Request:
Put the lines into a numbered list, leaving out blank lines, beginning at the start of the lines and stopping after the line that contains "337L261 318L236 266L133".

▼

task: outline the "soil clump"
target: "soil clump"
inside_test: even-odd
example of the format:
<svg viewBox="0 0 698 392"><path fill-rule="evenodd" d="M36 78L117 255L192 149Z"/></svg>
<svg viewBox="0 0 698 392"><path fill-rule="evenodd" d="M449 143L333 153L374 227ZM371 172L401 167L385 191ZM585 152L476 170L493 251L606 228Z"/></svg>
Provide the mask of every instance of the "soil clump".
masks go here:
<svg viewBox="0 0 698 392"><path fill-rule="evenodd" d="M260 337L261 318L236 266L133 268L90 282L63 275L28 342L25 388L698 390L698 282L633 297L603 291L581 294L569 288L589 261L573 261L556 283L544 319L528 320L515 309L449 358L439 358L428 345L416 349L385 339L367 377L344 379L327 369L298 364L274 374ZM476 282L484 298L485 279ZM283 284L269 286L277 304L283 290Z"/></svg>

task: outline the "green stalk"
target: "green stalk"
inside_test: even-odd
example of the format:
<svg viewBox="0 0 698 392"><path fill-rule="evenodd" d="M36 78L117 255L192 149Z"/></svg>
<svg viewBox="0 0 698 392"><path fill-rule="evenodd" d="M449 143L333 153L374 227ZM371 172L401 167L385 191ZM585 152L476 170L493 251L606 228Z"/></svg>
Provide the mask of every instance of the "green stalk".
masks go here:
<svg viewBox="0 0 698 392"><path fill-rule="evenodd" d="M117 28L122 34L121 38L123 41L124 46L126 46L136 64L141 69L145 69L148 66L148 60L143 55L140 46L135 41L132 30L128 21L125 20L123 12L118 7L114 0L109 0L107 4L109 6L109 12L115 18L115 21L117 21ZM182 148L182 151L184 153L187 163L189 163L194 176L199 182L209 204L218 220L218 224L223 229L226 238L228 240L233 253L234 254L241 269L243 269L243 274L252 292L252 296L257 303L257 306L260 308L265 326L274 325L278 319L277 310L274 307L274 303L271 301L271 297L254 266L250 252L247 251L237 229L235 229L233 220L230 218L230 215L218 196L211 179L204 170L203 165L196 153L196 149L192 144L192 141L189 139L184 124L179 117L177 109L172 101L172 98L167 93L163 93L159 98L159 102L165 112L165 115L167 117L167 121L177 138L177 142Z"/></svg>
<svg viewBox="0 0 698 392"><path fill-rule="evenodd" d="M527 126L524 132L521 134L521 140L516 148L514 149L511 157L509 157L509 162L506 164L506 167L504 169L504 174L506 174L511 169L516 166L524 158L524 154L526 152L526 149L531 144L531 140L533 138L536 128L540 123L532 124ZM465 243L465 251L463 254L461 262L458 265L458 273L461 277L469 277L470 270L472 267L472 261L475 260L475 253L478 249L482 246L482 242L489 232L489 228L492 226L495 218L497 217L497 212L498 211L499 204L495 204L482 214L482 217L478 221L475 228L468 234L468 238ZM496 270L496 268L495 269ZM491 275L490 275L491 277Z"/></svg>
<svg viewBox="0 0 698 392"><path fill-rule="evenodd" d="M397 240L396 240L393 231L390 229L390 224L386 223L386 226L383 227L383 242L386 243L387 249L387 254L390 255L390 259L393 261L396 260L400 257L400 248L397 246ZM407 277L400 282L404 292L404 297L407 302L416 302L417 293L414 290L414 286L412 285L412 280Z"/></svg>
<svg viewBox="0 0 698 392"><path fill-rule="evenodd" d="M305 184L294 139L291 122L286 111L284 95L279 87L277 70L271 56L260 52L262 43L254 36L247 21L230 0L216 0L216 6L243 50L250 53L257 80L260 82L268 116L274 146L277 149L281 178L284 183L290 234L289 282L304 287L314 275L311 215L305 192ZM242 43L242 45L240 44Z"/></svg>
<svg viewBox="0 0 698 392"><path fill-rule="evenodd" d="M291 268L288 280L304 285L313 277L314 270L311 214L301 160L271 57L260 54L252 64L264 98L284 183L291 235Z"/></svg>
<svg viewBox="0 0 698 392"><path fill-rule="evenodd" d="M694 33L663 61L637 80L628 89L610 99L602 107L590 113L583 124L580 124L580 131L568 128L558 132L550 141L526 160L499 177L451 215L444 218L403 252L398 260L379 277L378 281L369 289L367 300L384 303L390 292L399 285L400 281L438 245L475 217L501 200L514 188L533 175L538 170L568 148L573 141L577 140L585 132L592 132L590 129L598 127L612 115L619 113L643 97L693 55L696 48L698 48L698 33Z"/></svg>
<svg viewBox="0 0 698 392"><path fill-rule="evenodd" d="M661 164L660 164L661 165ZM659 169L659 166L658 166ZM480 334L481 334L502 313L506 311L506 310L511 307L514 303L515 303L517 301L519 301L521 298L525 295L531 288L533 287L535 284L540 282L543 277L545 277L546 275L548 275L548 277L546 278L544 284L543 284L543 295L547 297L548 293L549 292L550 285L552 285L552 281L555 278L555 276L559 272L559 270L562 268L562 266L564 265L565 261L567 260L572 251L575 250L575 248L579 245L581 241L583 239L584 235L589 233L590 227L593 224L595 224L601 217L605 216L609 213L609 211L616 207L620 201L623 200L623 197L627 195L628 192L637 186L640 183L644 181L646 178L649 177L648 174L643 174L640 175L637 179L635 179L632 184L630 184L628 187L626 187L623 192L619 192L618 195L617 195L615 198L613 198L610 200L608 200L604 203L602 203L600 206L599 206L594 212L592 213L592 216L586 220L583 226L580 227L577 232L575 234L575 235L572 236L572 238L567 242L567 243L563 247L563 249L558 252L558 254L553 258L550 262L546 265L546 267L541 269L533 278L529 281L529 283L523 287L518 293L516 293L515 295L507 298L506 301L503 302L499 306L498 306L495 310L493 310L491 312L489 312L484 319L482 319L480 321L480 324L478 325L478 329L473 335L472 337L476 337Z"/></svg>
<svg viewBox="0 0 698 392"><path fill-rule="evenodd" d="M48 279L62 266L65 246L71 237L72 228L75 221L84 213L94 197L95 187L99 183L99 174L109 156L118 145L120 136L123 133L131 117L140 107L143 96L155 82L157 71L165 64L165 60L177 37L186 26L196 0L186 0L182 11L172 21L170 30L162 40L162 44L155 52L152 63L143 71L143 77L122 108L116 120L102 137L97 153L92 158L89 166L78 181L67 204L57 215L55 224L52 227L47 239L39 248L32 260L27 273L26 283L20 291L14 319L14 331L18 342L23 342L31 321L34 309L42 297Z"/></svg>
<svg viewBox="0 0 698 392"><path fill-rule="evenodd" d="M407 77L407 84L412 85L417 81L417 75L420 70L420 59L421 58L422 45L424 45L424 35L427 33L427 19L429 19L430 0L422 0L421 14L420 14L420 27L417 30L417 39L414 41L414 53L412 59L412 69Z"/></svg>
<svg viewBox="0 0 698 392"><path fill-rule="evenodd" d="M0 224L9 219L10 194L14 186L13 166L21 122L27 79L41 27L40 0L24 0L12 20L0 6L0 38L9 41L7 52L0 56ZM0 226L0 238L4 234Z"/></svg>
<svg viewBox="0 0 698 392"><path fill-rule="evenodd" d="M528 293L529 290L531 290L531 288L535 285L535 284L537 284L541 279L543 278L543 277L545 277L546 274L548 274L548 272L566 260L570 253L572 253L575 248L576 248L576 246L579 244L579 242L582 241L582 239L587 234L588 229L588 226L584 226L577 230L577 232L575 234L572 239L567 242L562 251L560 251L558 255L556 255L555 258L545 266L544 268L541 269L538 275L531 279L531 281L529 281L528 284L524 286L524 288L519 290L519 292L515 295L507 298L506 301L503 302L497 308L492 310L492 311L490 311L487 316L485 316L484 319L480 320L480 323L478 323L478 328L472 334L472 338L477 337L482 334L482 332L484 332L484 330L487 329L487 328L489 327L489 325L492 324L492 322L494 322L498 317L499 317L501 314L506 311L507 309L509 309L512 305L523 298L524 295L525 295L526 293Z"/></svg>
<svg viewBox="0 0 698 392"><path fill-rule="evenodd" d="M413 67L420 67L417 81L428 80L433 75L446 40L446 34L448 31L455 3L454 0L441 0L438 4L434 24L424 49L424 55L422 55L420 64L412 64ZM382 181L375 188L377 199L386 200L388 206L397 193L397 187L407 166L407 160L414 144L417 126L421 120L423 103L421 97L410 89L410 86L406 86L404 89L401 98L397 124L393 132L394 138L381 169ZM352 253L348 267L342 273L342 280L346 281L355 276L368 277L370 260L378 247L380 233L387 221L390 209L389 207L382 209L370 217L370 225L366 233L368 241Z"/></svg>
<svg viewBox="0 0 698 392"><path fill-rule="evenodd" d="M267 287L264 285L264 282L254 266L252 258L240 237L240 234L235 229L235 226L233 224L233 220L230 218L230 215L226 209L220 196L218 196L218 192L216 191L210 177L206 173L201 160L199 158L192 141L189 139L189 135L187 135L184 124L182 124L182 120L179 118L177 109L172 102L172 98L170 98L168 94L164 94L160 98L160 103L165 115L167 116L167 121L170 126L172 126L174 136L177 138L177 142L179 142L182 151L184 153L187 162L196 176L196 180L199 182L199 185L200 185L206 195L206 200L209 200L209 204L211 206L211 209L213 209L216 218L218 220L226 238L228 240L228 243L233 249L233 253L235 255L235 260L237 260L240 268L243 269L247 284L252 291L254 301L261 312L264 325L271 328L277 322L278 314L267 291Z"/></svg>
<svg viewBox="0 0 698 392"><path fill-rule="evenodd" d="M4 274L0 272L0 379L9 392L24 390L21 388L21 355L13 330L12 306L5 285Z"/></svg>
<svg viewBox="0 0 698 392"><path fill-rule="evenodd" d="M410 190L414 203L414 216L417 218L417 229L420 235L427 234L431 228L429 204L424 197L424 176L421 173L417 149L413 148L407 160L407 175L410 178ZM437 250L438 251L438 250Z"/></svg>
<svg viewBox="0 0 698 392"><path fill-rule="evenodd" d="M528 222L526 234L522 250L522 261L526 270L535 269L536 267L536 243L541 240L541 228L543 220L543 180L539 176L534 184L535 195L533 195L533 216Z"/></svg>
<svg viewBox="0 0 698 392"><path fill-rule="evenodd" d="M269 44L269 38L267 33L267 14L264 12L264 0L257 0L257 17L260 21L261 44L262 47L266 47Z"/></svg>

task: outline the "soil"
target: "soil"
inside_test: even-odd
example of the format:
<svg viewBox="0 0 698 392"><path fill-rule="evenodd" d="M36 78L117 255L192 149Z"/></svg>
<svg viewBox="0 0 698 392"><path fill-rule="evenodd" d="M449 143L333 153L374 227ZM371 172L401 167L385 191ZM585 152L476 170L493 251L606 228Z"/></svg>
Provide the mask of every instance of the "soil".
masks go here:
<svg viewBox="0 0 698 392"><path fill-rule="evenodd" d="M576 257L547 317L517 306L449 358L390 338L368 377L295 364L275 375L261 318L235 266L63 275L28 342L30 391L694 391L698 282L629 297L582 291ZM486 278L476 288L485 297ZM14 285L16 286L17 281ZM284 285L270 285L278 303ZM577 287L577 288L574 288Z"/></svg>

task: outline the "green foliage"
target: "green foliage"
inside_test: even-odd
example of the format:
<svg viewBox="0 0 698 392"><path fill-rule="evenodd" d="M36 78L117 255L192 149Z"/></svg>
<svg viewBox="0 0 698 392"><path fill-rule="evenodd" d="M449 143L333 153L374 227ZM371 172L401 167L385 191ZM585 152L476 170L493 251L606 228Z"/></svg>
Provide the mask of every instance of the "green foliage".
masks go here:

▲

Completed exercise:
1. task: outline the "soil clump"
2. target: "soil clump"
3. inside_test: even-odd
4. example of the format:
5. <svg viewBox="0 0 698 392"><path fill-rule="evenodd" d="M36 78L117 255L192 149Z"/></svg>
6. <svg viewBox="0 0 698 392"><path fill-rule="evenodd" d="M449 143L333 153L374 227ZM371 172L401 167L385 191ZM585 152L476 170L493 251L606 228Z"/></svg>
7. Provide the mask of every instance of the "soil clump".
8. masks go here:
9. <svg viewBox="0 0 698 392"><path fill-rule="evenodd" d="M260 337L261 318L236 266L133 268L90 282L63 275L28 342L25 388L698 390L698 282L633 297L603 291L581 294L569 288L589 261L573 261L556 283L544 319L528 320L515 309L449 358L439 358L428 345L416 349L385 339L367 377L344 379L327 369L298 364L274 374ZM476 282L484 298L485 279ZM283 284L269 286L277 304L283 290Z"/></svg>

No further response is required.